» RECORDS PROVIDED
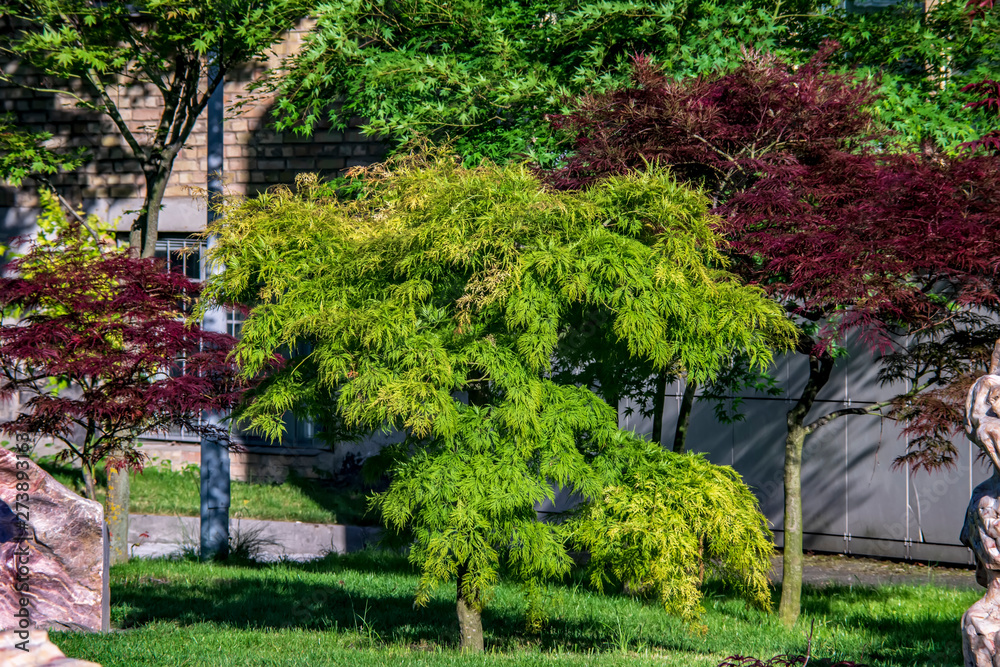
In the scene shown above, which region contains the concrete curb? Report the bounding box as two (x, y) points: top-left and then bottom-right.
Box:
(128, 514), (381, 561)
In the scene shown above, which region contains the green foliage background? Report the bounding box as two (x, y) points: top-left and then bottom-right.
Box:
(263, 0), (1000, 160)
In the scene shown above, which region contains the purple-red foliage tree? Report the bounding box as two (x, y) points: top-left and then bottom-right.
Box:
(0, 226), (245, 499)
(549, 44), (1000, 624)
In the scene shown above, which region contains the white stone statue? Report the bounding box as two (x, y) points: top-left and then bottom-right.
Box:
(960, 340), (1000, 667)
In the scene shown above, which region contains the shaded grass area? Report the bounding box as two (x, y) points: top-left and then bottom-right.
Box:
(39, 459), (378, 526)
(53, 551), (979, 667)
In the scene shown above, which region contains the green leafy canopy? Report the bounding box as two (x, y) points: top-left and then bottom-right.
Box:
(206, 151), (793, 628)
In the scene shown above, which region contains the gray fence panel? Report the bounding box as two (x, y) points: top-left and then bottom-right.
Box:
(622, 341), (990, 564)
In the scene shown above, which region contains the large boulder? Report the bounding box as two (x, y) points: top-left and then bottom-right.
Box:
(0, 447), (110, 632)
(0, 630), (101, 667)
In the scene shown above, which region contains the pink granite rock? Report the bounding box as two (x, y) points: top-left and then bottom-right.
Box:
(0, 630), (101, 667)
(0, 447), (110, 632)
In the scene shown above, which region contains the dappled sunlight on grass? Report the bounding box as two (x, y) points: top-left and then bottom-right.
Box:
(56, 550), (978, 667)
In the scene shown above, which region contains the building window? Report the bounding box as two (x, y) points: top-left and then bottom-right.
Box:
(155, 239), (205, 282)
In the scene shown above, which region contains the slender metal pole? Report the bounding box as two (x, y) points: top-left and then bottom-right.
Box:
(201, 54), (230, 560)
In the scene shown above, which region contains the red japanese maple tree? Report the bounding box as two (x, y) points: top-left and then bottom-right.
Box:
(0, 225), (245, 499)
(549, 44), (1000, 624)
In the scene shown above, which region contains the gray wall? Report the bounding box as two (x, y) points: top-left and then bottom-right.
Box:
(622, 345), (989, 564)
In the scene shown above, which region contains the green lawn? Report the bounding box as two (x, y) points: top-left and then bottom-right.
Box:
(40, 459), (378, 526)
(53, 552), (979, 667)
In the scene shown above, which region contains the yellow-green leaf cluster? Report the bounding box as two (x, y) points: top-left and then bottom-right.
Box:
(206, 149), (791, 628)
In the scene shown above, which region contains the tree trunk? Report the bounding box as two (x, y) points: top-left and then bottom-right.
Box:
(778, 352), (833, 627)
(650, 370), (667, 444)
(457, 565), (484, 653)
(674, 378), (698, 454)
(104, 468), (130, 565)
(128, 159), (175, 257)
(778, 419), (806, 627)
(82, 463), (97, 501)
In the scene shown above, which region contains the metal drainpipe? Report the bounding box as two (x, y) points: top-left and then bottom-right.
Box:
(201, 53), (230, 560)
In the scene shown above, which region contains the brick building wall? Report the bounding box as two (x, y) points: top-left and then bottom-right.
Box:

» TO DO
Please reproduce the rows above with "scene" swapped for "image" throughout, changing nothing else and omitting the pictures.

» EXERCISE ANSWER
In the image shown above, which region contains the concrete curb? Report the bounding box as two (x, y) points: top-left and then bottom-right.
Box:
(128, 514), (381, 561)
In the image shown above, which region contains the green foliage background? Report the bounding box as two (x, y) points: top-left and then bottom-right.
Box:
(263, 0), (1000, 160)
In the image shown above, which region contains the purple-red foliage tree? Report the bounding box as two (x, y) points: top-left and then bottom-right.
Box:
(0, 226), (245, 499)
(549, 44), (1000, 624)
In the image shown above, which region contains the white stone statue? Report the bounding box as two (x, y) points: top-left and then bottom-right.
Box:
(960, 340), (1000, 667)
In the image shown above, which region contains the shaded grass area? Report the bounding box as two (x, y) points: top-left and then bottom-right.
Box:
(39, 459), (378, 526)
(53, 551), (979, 667)
In the image shown above, which region contains the green leafy canopy? Report the bounding box as two (x, y) points: top-left and then bottom-right.
Box:
(206, 151), (793, 628)
In the image shown above, which region contains the gray fence panel? Report the bounding box as two (x, y) points: top-left and then bottom-right.
Box:
(622, 341), (990, 564)
In the image shown above, which region contains the large boulder? Report the bounding box as two (x, y) points: top-left and then bottom-right.
Box:
(0, 447), (110, 632)
(0, 630), (101, 667)
In the image shown above, which region contains the pink granite rock? Report the bounding box as two (x, y) points: top-left and then bottom-right.
Box:
(0, 630), (101, 667)
(0, 447), (110, 632)
In the image shown above, which region contains the dappled sunlight on grass? Report the bounding box as two (x, y) points: top-left and then bottom-right.
Box:
(56, 550), (978, 667)
In the image shown above, which region contains the building window? Report the bounding box as two (x, y) points: top-left and then bottom-right.
Box:
(155, 239), (205, 282)
In the image shown above, which region contains the slender metal pole? Report the bounding box as two (x, y) points: top-left and then bottom-right.
Box:
(201, 54), (230, 560)
In the image shown above, which region contains the red japanese maple tree? Report the bounding box as two (x, y) points: top-left and then bottom-right.
Box:
(0, 225), (245, 499)
(549, 44), (1000, 624)
In the image shown above, which region contains the gray wall? Report the bounding box as two (x, y) points: top-left and then bottom-right.
Box:
(622, 345), (989, 564)
In the image shown above, which region contains the green lawn? Report the bounding box as two (x, y) points: top-left and then bottom-right.
Box:
(40, 459), (378, 526)
(53, 552), (979, 667)
In the image shown above, which region contains the yellow-green leaf cluster? Report the bounding box as two (x, y) points: top-left and then bottom-right.
Box:
(206, 149), (791, 628)
In the image shown above, which region contains the tree trunk? Report the bounding box as two (x, y) points: top-left and then bottom-right.
Box:
(778, 352), (833, 627)
(650, 370), (667, 444)
(457, 565), (484, 653)
(674, 378), (698, 454)
(104, 468), (130, 565)
(128, 159), (175, 257)
(778, 419), (806, 627)
(82, 463), (97, 501)
In the image shown above, which region contains the metal drainpipe? Report the bounding box as two (x, y) points: top-left and then bottom-right.
Box:
(201, 53), (230, 560)
In the image shown above, which region contains the brick building wall? Report the bounding box as two (x, y) points: top-left and then bottom-right.
Box:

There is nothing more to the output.